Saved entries
···
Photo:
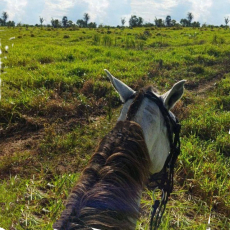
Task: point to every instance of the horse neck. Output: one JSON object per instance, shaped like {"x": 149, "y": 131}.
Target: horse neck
{"x": 109, "y": 191}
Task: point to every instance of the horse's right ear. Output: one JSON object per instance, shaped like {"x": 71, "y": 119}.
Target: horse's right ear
{"x": 124, "y": 91}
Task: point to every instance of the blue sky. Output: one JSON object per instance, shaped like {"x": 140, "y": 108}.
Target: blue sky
{"x": 110, "y": 12}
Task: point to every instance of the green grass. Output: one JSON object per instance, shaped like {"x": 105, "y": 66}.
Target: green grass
{"x": 57, "y": 104}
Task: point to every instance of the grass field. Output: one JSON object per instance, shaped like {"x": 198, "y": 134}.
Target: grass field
{"x": 56, "y": 104}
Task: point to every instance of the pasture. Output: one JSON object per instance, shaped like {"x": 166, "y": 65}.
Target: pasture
{"x": 57, "y": 104}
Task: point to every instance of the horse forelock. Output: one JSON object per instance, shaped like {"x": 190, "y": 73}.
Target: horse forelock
{"x": 108, "y": 190}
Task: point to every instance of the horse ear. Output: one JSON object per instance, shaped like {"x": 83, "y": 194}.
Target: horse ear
{"x": 124, "y": 91}
{"x": 173, "y": 95}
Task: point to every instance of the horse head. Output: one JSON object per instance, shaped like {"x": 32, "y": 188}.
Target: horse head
{"x": 150, "y": 118}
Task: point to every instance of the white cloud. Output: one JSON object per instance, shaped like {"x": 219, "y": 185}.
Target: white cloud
···
*WHAT IS NEEDED*: In the entries above, locate every line with the word "point" and copy it.

*YOUR RESPONSE*:
Task: point to every instance of the horse neck. Output: one JSON object per instance, shaped like {"x": 149, "y": 131}.
Task: point to every instance of the horse's right ear. Output: one JSON object per instance, shaped like {"x": 71, "y": 119}.
Task: point to every instance of the blue sky. Output: one JSON object per instance, shaped like {"x": 140, "y": 108}.
Task: point to every instance of the green grass. Output: one JSON object per instance, shaped like {"x": 105, "y": 66}.
Task: point to every instance of the grass field. Output: one JSON object per instance, shaped like {"x": 198, "y": 134}.
Task: point to every instance of the pasture. Output: one JSON object per instance, shaped like {"x": 166, "y": 65}.
Task: point to every instance of the horse forelock. Output: one JSON object per instance, shaped like {"x": 190, "y": 73}.
Task: point to every instance of the horse ear. Output: one JSON object per instance, shaped like {"x": 83, "y": 194}.
Task: point to every instance of the horse head. Output: one JSON object per instance, shaped like {"x": 32, "y": 188}.
Task: point to every instance of the white cloud. Output: one JSON object per instance, shaped like {"x": 219, "y": 185}.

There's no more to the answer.